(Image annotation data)
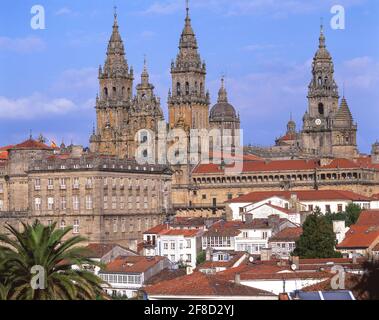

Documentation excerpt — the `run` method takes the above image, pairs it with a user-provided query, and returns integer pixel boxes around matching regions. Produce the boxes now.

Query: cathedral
[90,7,240,162]
[90,6,379,215]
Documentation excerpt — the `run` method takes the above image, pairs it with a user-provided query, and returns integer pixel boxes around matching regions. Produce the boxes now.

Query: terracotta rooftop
[356,210,379,226]
[194,156,379,174]
[145,269,186,285]
[101,256,166,273]
[196,251,246,270]
[337,225,379,249]
[218,261,331,281]
[228,190,373,203]
[269,227,303,242]
[10,139,53,150]
[85,243,136,259]
[144,272,274,297]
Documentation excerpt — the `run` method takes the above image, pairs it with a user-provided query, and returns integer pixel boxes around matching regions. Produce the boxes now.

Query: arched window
[318,103,324,115]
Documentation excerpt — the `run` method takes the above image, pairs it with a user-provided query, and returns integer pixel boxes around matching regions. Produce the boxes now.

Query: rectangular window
[72,196,80,211]
[73,178,79,189]
[47,197,54,211]
[72,219,79,234]
[47,179,54,190]
[103,196,108,209]
[34,179,41,190]
[113,219,118,233]
[59,178,66,190]
[121,218,126,232]
[86,196,93,210]
[120,196,125,209]
[34,198,42,211]
[112,197,117,210]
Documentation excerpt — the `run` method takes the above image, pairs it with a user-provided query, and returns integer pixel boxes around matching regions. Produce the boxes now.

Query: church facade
[90,7,379,215]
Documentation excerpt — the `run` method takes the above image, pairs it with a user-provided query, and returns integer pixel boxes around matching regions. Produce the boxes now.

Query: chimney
[205,247,212,261]
[186,266,193,275]
[234,273,241,284]
[292,256,300,270]
[268,214,280,227]
[261,248,272,261]
[245,213,253,223]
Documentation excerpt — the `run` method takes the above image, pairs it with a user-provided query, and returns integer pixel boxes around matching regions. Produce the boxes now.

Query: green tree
[345,203,362,227]
[0,221,107,300]
[292,207,341,259]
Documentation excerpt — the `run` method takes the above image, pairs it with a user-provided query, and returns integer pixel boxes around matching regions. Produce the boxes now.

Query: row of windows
[163,254,192,262]
[202,237,231,247]
[34,195,93,211]
[100,274,142,284]
[163,239,191,250]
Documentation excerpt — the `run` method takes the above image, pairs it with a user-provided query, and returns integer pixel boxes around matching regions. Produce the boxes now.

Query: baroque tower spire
[168,1,209,129]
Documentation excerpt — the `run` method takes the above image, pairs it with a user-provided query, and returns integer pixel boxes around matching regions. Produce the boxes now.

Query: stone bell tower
[90,12,134,157]
[301,26,339,156]
[168,2,210,129]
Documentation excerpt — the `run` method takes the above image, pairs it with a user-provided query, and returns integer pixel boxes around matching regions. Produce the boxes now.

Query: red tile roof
[102,256,166,273]
[159,229,201,237]
[197,251,247,270]
[193,160,318,174]
[218,261,331,281]
[356,210,379,226]
[193,157,379,174]
[228,190,373,203]
[10,139,53,150]
[337,225,379,249]
[143,223,169,234]
[269,227,303,242]
[144,272,274,297]
[85,243,137,259]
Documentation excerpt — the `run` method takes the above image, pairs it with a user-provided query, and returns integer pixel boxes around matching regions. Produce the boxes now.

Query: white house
[143,225,204,268]
[99,256,171,298]
[227,190,379,222]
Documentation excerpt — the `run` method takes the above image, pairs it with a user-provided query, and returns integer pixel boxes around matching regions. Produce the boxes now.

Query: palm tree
[0,221,107,300]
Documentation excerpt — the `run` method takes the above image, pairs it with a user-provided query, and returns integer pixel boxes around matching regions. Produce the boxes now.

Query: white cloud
[52,68,98,91]
[0,36,46,53]
[55,7,78,16]
[141,0,366,17]
[0,93,90,120]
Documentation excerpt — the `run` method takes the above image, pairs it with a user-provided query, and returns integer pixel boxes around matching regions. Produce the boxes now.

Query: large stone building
[0,139,172,249]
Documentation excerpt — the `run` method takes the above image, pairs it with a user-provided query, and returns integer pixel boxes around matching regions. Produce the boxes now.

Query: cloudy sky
[0,0,379,152]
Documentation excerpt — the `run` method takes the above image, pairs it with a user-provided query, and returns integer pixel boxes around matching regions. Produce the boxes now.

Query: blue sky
[0,0,379,152]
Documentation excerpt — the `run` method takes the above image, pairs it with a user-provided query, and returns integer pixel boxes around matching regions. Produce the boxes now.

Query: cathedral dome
[210,79,237,121]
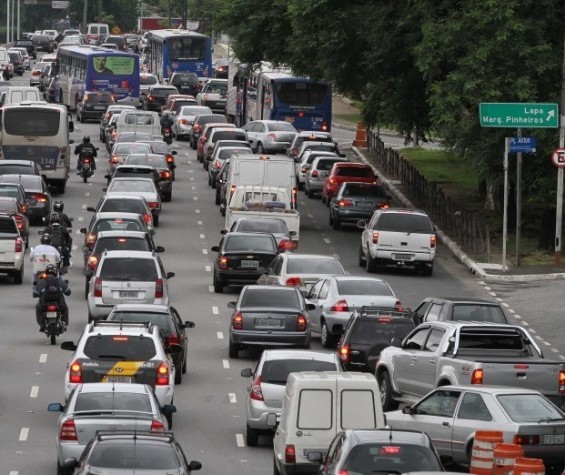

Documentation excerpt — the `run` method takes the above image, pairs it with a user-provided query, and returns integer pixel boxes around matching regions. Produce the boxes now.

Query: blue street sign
[508,137,537,153]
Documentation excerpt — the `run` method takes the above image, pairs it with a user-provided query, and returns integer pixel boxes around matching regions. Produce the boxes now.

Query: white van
[269,371,386,474]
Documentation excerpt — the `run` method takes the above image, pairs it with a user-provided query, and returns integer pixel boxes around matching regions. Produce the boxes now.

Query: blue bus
[56,45,139,109]
[146,29,212,82]
[246,71,332,132]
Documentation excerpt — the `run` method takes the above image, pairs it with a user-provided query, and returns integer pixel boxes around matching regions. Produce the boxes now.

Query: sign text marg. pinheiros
[479,102,559,129]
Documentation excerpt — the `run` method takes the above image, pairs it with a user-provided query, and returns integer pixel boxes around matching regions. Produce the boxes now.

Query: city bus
[56,45,140,110]
[240,70,332,132]
[145,29,212,82]
[0,102,74,193]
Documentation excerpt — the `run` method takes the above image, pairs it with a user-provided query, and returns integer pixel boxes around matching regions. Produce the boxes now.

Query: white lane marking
[19,427,29,442]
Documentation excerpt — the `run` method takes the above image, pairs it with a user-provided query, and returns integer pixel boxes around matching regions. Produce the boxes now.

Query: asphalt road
[0,65,565,475]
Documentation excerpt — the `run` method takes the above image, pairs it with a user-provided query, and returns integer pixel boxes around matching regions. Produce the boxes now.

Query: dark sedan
[212,232,278,293]
[228,285,314,358]
[330,182,392,229]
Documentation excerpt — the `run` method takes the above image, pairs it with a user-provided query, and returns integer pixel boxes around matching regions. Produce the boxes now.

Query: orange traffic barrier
[513,457,545,475]
[493,443,524,475]
[353,122,367,147]
[469,430,504,475]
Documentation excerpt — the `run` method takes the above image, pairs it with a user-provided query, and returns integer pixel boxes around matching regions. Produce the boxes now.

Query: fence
[367,130,490,262]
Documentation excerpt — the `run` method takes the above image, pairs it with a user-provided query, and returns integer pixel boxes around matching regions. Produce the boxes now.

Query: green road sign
[479,102,559,129]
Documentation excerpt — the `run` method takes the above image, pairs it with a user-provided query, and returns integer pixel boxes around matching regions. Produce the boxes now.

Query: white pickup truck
[225,185,300,243]
[0,214,25,284]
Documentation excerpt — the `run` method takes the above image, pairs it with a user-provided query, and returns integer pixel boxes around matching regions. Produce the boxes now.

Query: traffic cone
[353,121,367,148]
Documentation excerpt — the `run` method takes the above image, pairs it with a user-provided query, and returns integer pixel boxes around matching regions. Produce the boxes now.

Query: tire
[245,426,259,447]
[228,340,239,359]
[377,371,398,412]
[320,321,337,348]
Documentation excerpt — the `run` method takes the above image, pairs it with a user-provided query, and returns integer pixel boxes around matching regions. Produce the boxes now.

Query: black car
[64,430,202,475]
[142,85,179,113]
[337,307,415,373]
[212,232,278,293]
[329,181,392,230]
[77,91,116,123]
[412,297,510,325]
[107,304,194,384]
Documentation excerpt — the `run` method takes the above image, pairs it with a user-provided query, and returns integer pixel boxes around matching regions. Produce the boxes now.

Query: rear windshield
[100,257,158,282]
[261,359,339,385]
[84,335,156,361]
[337,279,394,296]
[241,289,300,308]
[375,213,433,234]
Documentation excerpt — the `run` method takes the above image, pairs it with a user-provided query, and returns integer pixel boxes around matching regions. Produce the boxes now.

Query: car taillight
[471,369,483,384]
[155,279,163,299]
[249,376,264,401]
[284,277,302,287]
[59,419,78,440]
[338,345,351,363]
[155,363,169,386]
[94,277,102,297]
[69,361,82,384]
[231,312,243,330]
[512,434,539,445]
[330,299,349,312]
[149,420,165,432]
[284,444,296,463]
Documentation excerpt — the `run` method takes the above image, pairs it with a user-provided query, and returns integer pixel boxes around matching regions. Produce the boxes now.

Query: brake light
[59,419,78,440]
[69,361,82,384]
[231,312,243,330]
[155,279,163,299]
[284,444,296,463]
[249,376,264,401]
[471,369,483,384]
[94,277,102,297]
[155,363,169,386]
[338,345,351,363]
[284,277,302,287]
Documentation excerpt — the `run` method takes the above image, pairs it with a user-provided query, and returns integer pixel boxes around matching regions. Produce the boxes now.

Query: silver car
[48,383,176,473]
[243,120,298,154]
[257,252,347,295]
[386,385,565,473]
[241,350,343,447]
[306,276,402,348]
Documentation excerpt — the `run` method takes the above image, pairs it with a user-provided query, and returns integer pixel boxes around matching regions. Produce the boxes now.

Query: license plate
[120,290,137,297]
[255,318,282,328]
[241,260,259,269]
[543,434,565,445]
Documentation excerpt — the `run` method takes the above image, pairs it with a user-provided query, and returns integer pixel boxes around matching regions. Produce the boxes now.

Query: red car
[322,162,377,206]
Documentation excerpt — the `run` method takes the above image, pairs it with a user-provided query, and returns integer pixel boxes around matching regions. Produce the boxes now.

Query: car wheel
[377,371,398,412]
[245,425,259,447]
[320,321,337,348]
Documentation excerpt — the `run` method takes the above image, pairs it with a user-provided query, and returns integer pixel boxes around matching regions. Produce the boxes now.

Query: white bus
[0,102,74,193]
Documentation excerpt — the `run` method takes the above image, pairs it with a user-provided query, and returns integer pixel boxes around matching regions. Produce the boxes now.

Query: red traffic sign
[551,152,565,168]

_WRITTEN PROBLEM_
Write out the rows verbatim from the start of the rows through the line containing "[90,6,379,215]", with that line included. Leave the pictures out of your output.

_EXERCISE SOLUTION_
Documentation excerpt — the `run` method takes the above image, pairs it with a user-provided query, and returns integer pixel boxes around matching regions. Produce the boxes now.

Query: cathedral
[90,7,240,162]
[90,6,379,215]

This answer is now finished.